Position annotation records
__________________________________________________

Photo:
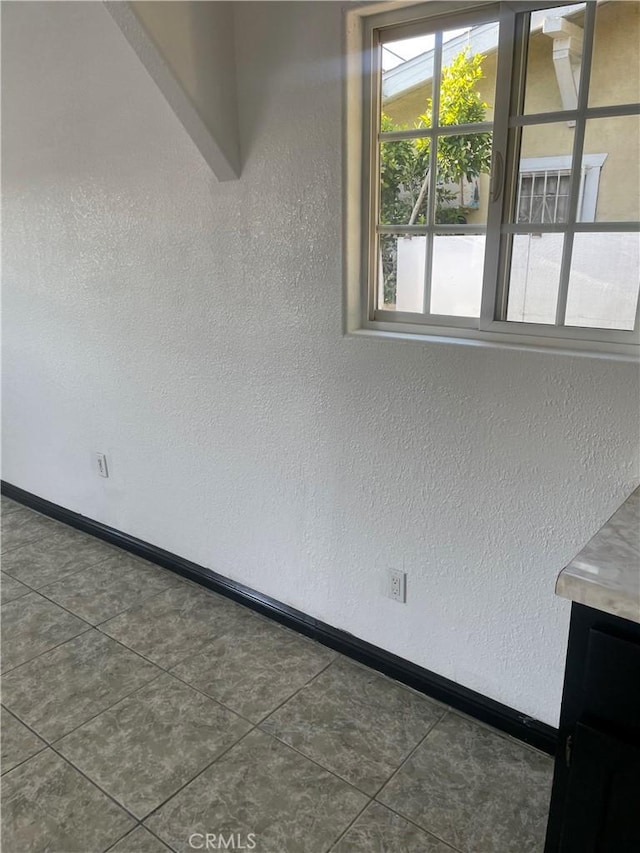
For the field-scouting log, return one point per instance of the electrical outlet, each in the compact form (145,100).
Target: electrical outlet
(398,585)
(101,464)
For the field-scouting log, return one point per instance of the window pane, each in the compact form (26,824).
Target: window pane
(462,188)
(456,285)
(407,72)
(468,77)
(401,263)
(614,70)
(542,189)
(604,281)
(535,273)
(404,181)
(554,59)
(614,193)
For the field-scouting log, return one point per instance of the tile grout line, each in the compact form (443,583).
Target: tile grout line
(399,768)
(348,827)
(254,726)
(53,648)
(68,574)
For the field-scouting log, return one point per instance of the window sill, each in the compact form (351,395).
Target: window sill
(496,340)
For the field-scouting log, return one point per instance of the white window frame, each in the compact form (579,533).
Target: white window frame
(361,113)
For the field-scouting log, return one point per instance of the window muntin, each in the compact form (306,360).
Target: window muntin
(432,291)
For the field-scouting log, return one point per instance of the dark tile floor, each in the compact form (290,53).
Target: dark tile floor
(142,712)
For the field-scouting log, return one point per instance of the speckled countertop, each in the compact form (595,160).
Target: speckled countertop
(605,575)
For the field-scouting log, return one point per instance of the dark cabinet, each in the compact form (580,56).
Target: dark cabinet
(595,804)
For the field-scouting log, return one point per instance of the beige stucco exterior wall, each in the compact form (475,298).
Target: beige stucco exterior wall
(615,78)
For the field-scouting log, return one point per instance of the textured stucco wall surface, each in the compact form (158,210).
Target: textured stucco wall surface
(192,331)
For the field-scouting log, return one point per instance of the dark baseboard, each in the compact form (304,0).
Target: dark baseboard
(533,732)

__________________________________________________

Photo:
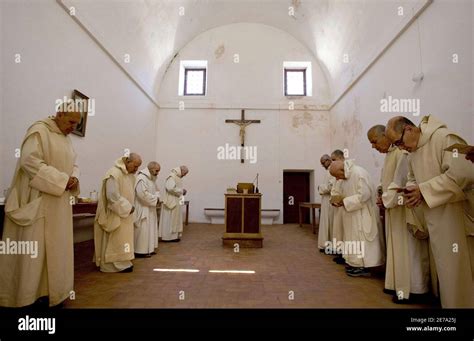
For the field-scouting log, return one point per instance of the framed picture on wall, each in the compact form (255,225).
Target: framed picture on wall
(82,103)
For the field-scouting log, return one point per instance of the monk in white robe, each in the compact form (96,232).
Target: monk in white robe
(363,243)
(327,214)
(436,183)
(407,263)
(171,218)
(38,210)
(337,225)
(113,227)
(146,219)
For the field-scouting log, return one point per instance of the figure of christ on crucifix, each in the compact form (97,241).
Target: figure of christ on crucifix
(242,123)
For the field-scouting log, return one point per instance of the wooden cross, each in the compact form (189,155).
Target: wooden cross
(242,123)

__________________________________________________

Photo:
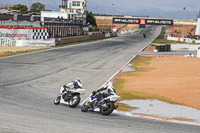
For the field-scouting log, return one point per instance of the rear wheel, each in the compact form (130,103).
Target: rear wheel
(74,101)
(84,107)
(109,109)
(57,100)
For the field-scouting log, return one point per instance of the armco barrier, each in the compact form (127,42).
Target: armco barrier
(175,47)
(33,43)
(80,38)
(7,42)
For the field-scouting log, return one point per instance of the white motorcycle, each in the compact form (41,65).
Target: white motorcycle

__________________________________________________

**AIM OF THE TASK**
From the records above, pull out every line that contains the string "rear". Case counts.

**SOLUTION**
For the field-scouting log, return one point per instance of the rear wheel, each in the compact form (130,103).
Target: rear wheel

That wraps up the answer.